Spot each line in the records below where the word "around" occurs, then copy it.
(DATA IN THIS EXERCISE begins)
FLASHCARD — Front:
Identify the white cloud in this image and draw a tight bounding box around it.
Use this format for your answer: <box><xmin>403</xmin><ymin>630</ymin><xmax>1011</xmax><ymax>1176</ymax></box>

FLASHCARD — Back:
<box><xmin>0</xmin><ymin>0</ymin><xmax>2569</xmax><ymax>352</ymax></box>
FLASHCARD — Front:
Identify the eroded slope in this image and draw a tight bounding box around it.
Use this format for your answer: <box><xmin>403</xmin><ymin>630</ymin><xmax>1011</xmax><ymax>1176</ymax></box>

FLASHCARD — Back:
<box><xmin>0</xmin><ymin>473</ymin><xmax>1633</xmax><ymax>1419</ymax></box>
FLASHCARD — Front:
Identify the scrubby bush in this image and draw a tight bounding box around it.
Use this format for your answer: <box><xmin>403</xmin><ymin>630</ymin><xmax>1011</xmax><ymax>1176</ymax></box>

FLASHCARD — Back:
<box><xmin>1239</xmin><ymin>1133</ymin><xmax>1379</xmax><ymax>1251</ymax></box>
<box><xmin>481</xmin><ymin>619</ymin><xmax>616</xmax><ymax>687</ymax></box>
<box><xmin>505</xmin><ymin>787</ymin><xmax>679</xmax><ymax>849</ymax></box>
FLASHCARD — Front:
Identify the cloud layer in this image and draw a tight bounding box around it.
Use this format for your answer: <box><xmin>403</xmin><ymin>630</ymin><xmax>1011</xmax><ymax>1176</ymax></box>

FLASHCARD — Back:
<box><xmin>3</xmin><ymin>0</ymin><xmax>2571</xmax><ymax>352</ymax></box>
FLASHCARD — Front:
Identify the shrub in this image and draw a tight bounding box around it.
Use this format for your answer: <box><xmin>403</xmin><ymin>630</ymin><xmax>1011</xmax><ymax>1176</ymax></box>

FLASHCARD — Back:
(DATA IN THIS EXERCISE ends)
> **SOLUTION FOR THIS PROBLEM**:
Identify the white cloud in this image and draw a tight bounding box around it.
Identify the eroded slope in this image and draw a tight bounding box around it.
Identify the scrubby bush in this image and draw a tight bounding box around it.
Identify the cloud layer in this image and draw a tight bounding box around it.
Identify the shrub in this image and draw a tight bounding box around it.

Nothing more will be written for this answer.